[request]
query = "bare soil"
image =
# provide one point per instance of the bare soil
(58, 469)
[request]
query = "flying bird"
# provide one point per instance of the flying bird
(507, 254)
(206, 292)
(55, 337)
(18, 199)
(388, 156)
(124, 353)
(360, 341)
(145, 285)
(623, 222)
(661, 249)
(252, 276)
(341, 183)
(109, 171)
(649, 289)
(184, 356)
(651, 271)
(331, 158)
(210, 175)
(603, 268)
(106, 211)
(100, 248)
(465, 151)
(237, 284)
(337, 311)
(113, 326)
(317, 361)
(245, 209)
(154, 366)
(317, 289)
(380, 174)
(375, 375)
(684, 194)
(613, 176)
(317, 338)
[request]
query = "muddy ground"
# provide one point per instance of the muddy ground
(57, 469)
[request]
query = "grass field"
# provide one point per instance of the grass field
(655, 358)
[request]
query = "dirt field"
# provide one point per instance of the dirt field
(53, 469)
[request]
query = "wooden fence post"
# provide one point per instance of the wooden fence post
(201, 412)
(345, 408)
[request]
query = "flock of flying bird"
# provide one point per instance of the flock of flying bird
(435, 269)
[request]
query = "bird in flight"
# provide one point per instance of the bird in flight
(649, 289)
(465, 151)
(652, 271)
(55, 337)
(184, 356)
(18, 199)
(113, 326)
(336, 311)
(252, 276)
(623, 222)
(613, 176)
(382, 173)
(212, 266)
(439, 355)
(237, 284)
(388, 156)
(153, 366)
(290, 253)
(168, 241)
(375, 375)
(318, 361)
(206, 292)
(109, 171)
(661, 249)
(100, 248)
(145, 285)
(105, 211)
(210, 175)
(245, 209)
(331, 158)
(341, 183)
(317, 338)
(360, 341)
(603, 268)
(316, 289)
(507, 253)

···

Could you work out how many lines of the data above contain the word "query"? Give only the number.

8